== Selected text ==
— Start —

- Flag of the Lebanese Youth Movement (MKG) (1969–1977)
- Leaders: Maroun Naim el-Khoury ("Bash Maroun") Jean el-Khoury
- Dates active: 1973–1977
- Headquarters: Dekwaneh, East Beirut
- Active regions: East Beirut, Mount Lebanon
- Ideology: Lebanese nationalism Ultranationalism Phoenicianism Anti-communism Anti-Palestinianism
- Political position: Far-right
- Size: 1,500 fighters
- Part of: Lebanese Front Lebanese Forces
- Wars: Lebanese Civil War

= Lebanese Youth Movement (MKG) =

Far Right Lebanese militia active during the Lebanese Civil War

The Lebanese Youth Movement – LYM (Arabic: حركة الشباب اللبنانية | Harakat al-Shabab al-Lubnaniyya), also known as the Maroun Khoury Group (MKG), was
a Christian militia which fought in the 1975-77 phase of the Lebanese Civil War.

==Origins==

The LYM/MKG was founded in 1969 by Maroun Naim el-Khoury (nom de guerre "Bash Maroun") and his brother Jean el-Khoury, sons of the former head of the Kataeb Party's section (Arabic: qism) in the Dekwaneh district of East Beirut, Naim el-Khoury. It was originally created as an association of mainly Maronite right-wing university students that strongly opposed the Cairo Agreement and the presence of Palestine Liberation Organization (PLO) guerrilla factions in Lebanon, being involved in gathering the Dekwaneh residents regardless of their religion and arming them with obsolete firearms in order to defend themselves against the perceived "Palestinian threat."

In 1973, the LYM/MKG sent 200 male and female members to a secret training camp at Kfour, in the Keserwan District, to receive military training. They also began to publish an official newspaper, "The Voice of the Movement" (Arabic: Sawt el-Harakat) and edited a magazine, "The Fighter" (Arabic: El-Moukatel). Later, the organization created its own motto and anthem: "We work to deserve Lebanon" (نعمل لنستحق لبنان).

During the pre-conflict phase in 1974, when armed clashes between the Lebanese Army and the PLO guerrilla factions were becoming increasingly frequent, the LYM/MKG joined the Al-Tanzim in supporting the Army attempts to cut off the communications between the palestinian refugee camps of Tel el-Zaatar, Karantina, Jisr el-Basha, and Naba'a, which were being used by the PLO as weapons storage depots and training facilities.

==Political beliefs==
Being violently anti-communist and anti-Palestinian, the LYM/MKG's own ideology stemmed from the extremist Phoenicist views espoused by the Guardians of the Cedars and the Al-Tanzim, groups to which they cultivated a close relationship in the immediate pre-civil war years.

— End —

Entries for pointing and labeling:

— Start —

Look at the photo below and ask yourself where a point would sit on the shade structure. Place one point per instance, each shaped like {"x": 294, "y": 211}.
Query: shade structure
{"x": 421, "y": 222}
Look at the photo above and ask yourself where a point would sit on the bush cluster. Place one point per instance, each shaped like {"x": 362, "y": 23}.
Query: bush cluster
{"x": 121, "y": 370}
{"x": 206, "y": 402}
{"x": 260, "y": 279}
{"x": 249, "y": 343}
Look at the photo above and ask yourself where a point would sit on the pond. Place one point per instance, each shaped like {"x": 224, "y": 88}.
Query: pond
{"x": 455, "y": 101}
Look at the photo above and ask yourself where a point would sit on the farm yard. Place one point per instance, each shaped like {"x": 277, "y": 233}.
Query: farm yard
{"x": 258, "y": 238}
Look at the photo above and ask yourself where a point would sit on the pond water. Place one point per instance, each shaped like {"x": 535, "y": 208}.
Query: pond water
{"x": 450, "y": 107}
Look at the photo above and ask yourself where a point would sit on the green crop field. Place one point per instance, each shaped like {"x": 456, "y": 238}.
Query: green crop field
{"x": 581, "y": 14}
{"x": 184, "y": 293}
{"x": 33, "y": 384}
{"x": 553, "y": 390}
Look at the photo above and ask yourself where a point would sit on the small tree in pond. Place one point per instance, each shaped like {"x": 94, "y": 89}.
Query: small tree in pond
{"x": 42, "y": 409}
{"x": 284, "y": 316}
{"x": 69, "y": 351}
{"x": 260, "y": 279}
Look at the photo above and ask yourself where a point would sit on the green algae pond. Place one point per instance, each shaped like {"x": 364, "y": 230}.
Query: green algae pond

— End —

== Directions ==
**1.** List the Palestinian refugee camps named in the text on the Lebanese Youth Movement.
**2.** Please transcribe the stretch of the text on the Lebanese Youth Movement from "In 1973, the" through "and training facilities.".

== Solution list ==
**1.** Tel el-Zaatar, Karantina, Jisr el-Basha, Naba'a

**2.**
In 1973, the LYM/MKG sent 200 male and female members to a secret training camp at Kfour, in the Keserwan District, to receive military training. They also began to publish an official newspaper, "The Voice of the Movement" (Arabic: Sawt el-Harakat) and edited a magazine, "The Fighter" (Arabic: El-Moukatel). Later, the organization created its own motto and anthem: "We work to deserve Lebanon" (نعمل لنستحق لبنان).

During the pre-conflict phase in 1974, when armed clashes between the Lebanese Army and the PLO guerrilla factions were becoming increasingly frequent, the LYM/MKG joined the Al-Tanzim in supporting the Army attempts to cut off the communications between the palestinian refugee camps of Tel el-Zaatar, Karantina, Jisr el-Basha, and Naba'a, which were being used by the PLO as weapons storage depots and training facilities.